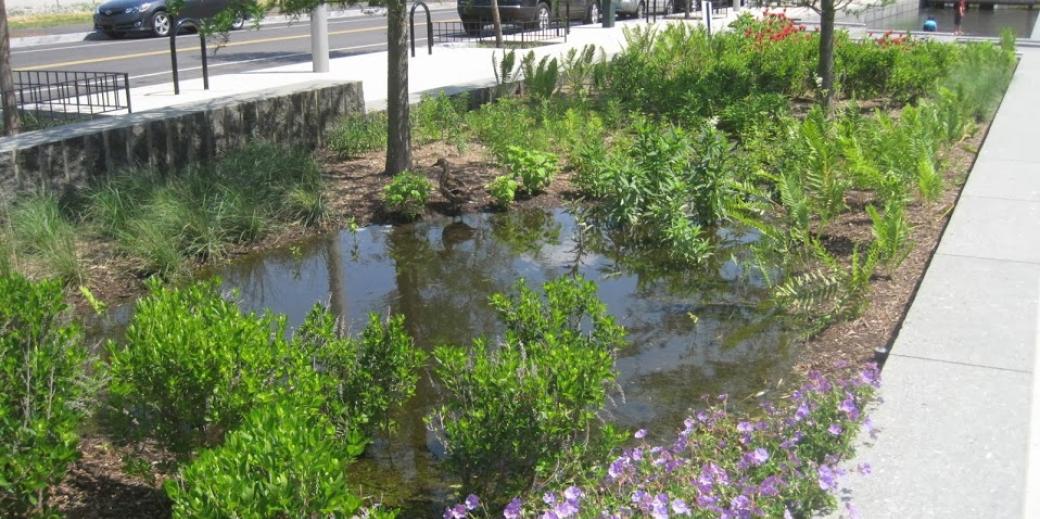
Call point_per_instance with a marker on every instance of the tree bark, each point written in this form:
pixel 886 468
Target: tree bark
pixel 826 69
pixel 11 120
pixel 496 20
pixel 398 130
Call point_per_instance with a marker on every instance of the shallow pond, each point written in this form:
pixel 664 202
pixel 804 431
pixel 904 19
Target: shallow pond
pixel 691 333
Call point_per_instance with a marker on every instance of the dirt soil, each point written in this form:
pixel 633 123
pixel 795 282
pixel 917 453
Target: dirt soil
pixel 98 485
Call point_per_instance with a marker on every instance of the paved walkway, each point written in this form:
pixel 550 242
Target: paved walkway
pixel 960 417
pixel 451 69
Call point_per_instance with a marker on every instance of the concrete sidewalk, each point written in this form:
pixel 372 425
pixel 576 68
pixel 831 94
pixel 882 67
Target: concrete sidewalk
pixel 960 415
pixel 448 69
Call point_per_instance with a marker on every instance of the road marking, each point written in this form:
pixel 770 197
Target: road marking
pixel 121 57
pixel 268 58
pixel 275 26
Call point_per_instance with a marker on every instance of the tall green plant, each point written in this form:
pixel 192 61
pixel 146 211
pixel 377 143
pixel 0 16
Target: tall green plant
pixel 42 363
pixel 527 406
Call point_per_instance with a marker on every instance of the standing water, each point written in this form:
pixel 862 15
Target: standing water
pixel 691 332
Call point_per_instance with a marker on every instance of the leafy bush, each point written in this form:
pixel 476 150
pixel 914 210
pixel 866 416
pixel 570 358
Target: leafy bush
pixel 527 407
pixel 407 193
pixel 783 461
pixel 41 366
pixel 363 378
pixel 535 170
pixel 503 189
pixel 358 134
pixel 192 365
pixel 282 462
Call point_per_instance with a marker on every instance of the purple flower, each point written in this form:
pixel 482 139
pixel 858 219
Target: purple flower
pixel 828 477
pixel 680 508
pixel 513 509
pixel 771 486
pixel 573 494
pixel 457 512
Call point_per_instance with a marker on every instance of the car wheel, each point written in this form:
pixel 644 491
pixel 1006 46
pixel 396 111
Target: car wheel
pixel 160 23
pixel 544 17
pixel 594 13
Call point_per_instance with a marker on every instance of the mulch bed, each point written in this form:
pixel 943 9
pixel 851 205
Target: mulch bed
pixel 98 487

------------------------------------

> _Exercise_
Leave out the pictures and output every record above precisely as given.

> _Answer to this exercise_
Call point_per_instance with a marker on every instance of the tree bark, each point written in this form:
pixel 886 468
Target: tree bark
pixel 826 69
pixel 11 120
pixel 496 20
pixel 398 130
Call point_per_instance with a marker on every instance of the shallow pond, each point written in this form:
pixel 664 202
pixel 804 431
pixel 904 19
Target: shallow pond
pixel 691 333
Call point_per_instance with a marker on every instance of the dirt soil, each point written in this form:
pixel 633 123
pixel 795 282
pixel 917 453
Target: dirt soil
pixel 98 485
Call point_per_instance with a marker on every instance of the paved walkway, each point written in this form:
pixel 550 242
Target: paved walkway
pixel 960 417
pixel 451 69
Call point_per_instance with a marker on every instance of the concrete sidewalk, each point written in this form:
pixel 372 425
pixel 576 68
pixel 831 94
pixel 882 67
Target: concrete sidewalk
pixel 960 415
pixel 448 69
Call point_per_instance with a marker on every instance of the road marking, each point written in this form:
pixel 770 197
Target: road marking
pixel 121 57
pixel 268 58
pixel 275 26
Call point_per_instance with a marker on every instance of the tall green plant, each point written in this form:
pixel 192 61
pixel 146 211
pixel 377 143
pixel 0 16
Target: tall green plant
pixel 42 363
pixel 527 406
Call point_per_instance with a marker on every instance of the standing water, each point written in this form:
pixel 862 15
Target: standing water
pixel 691 332
Call point_per_instance with a marker on every instance of the leafy bush, each point written in this form:
pixel 476 150
pixel 914 210
pixel 866 416
pixel 570 358
Target: leafy bush
pixel 527 407
pixel 407 193
pixel 783 461
pixel 41 366
pixel 363 378
pixel 535 170
pixel 503 189
pixel 358 134
pixel 192 365
pixel 282 462
Call point_per_instance with a marker on every instance of the purple flower, each point written in this form:
pixel 482 139
pixel 858 219
Target: purple flower
pixel 828 477
pixel 680 508
pixel 513 509
pixel 771 486
pixel 573 494
pixel 457 512
Call point_per_instance with a marker on every instance of the car wheel, each point written in this form:
pixel 644 491
pixel 1006 46
pixel 396 111
Target: car wheel
pixel 160 23
pixel 544 17
pixel 594 13
Call point_per_instance with a marker on every instance of the mulch bed, each point written in this form:
pixel 943 9
pixel 851 205
Target: mulch bed
pixel 98 487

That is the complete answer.